DATA TO USE >>
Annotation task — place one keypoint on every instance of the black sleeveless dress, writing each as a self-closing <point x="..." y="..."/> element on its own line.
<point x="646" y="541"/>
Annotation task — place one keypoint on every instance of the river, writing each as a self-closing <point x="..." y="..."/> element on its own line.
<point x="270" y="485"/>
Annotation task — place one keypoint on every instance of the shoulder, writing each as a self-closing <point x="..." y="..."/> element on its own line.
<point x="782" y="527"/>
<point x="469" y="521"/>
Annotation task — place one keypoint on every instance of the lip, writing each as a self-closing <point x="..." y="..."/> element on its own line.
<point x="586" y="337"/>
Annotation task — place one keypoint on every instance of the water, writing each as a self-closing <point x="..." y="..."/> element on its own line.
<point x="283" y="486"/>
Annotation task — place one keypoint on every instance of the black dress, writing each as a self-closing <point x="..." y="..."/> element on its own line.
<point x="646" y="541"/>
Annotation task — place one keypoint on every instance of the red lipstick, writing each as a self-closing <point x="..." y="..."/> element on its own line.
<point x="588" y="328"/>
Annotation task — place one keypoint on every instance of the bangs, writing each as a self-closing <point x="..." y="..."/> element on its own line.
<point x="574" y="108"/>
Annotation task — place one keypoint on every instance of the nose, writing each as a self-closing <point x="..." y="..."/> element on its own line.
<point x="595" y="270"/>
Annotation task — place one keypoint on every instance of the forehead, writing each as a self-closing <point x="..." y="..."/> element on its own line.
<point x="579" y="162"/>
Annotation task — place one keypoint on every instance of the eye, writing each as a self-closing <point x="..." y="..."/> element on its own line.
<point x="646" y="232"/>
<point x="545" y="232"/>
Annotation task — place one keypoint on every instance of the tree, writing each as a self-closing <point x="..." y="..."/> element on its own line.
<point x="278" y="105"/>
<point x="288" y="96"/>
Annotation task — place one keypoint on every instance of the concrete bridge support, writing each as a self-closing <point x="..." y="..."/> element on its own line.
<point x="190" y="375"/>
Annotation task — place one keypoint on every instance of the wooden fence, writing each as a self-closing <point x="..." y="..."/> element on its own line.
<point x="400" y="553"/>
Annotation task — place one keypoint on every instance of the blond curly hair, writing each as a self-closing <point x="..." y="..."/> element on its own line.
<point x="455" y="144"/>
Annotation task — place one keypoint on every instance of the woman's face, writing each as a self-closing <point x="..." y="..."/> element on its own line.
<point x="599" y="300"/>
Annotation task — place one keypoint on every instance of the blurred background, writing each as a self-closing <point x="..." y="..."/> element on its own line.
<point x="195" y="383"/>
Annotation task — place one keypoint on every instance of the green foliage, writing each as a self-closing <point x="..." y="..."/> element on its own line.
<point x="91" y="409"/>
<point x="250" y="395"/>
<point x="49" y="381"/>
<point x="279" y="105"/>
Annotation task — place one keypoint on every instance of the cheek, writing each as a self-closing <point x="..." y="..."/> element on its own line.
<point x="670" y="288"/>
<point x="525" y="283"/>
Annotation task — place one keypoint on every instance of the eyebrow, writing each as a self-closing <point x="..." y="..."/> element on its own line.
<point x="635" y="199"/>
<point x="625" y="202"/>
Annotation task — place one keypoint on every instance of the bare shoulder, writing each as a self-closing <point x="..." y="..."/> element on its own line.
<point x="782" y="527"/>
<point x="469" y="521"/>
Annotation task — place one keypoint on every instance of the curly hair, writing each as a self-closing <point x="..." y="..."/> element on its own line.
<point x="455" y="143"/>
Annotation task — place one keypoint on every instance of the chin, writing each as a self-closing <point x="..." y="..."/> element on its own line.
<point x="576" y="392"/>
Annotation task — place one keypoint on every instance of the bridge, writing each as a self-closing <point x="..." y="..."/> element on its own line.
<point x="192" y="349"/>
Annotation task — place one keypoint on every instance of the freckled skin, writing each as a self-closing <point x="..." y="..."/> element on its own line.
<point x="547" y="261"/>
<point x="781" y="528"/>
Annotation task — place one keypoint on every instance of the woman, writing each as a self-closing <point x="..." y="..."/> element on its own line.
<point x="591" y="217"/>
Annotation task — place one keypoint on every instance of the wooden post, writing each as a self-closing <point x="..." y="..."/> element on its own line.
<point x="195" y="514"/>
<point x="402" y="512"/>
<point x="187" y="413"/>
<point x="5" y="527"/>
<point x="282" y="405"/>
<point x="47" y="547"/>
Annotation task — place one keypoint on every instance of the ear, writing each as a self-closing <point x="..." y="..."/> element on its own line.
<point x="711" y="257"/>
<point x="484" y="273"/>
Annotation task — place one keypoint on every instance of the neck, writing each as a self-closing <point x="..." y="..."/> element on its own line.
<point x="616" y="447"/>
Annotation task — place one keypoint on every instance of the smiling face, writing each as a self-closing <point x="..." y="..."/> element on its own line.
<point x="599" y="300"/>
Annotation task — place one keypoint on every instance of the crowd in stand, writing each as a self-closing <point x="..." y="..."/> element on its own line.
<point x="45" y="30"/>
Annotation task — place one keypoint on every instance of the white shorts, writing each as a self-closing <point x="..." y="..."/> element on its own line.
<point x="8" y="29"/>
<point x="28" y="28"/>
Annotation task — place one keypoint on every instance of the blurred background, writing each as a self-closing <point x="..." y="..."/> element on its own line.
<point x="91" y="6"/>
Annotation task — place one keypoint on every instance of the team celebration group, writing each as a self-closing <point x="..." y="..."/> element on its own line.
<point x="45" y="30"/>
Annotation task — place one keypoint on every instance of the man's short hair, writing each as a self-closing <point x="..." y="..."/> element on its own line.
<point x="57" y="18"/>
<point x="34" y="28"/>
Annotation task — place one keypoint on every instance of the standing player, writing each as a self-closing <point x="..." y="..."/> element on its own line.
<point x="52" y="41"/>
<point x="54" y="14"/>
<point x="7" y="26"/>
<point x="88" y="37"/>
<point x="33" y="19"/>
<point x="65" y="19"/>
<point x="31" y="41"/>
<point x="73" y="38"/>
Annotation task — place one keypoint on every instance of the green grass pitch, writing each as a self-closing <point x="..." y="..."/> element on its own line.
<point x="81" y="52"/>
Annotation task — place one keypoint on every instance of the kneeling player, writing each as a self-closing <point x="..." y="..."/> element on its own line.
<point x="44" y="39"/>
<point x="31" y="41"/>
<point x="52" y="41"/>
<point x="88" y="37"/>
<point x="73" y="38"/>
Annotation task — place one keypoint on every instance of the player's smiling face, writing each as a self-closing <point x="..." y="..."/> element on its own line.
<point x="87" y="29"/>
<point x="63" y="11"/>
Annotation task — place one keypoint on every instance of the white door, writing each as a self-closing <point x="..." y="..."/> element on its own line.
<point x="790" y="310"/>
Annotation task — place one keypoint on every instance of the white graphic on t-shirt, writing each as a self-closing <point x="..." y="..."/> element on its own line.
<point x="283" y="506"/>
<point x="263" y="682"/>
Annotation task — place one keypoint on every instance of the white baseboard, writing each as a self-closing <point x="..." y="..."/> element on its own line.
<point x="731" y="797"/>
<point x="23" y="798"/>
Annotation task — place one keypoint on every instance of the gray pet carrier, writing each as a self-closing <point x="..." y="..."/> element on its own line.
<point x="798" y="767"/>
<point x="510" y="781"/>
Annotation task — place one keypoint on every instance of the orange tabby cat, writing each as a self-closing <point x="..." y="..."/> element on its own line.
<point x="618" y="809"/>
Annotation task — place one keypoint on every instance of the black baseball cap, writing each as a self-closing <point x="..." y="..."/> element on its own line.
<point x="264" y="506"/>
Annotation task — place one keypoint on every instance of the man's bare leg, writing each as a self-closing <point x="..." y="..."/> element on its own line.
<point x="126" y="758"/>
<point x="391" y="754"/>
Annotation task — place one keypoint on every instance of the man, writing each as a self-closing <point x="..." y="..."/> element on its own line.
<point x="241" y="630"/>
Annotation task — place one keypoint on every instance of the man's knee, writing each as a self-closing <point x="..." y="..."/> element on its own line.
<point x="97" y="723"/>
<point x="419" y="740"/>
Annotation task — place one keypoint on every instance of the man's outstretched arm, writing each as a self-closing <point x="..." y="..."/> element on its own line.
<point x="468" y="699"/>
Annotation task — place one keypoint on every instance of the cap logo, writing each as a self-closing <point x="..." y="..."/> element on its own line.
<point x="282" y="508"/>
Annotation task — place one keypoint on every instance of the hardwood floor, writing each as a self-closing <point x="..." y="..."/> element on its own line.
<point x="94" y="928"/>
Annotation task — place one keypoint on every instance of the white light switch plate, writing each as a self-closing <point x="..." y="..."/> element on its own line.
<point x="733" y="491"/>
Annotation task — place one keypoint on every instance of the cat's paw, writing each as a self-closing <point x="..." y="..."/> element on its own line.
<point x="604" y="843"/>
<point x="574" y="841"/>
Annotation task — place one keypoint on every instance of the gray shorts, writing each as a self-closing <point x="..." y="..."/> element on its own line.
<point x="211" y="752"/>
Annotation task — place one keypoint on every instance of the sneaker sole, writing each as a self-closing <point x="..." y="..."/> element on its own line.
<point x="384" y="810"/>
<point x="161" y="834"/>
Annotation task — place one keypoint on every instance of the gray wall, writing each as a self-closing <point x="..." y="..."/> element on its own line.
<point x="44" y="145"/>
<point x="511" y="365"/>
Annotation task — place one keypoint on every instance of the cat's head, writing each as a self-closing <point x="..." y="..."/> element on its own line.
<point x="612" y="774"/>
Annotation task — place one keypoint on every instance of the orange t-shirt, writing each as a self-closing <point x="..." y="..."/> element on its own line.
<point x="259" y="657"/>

REQUIREMENT >>
From the line that contains "cat's head, writing" through the last line of the records above, copy every line exactly and leave out the rest.

EXERCISE RESPONSE >>
Annotation task — place one keypoint on every instance of the cat's head, writing each as a self-closing <point x="..." y="..."/> element on its own line.
<point x="612" y="774"/>
Annotation task — place one keypoint on every instance of the orange t-shirt, writing each as a self-closing <point x="..." y="..."/> element on its own line.
<point x="259" y="657"/>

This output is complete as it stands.